What you will do> Without dropping or altering a single word, give the listing again.

<<<<

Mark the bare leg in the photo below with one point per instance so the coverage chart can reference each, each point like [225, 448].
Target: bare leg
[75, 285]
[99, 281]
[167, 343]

>>>>

Answer>
Mark the bare leg in the photo below with one point per instance so the coverage chart can reference each, each point like [225, 448].
Target: bare leg
[75, 285]
[99, 281]
[167, 343]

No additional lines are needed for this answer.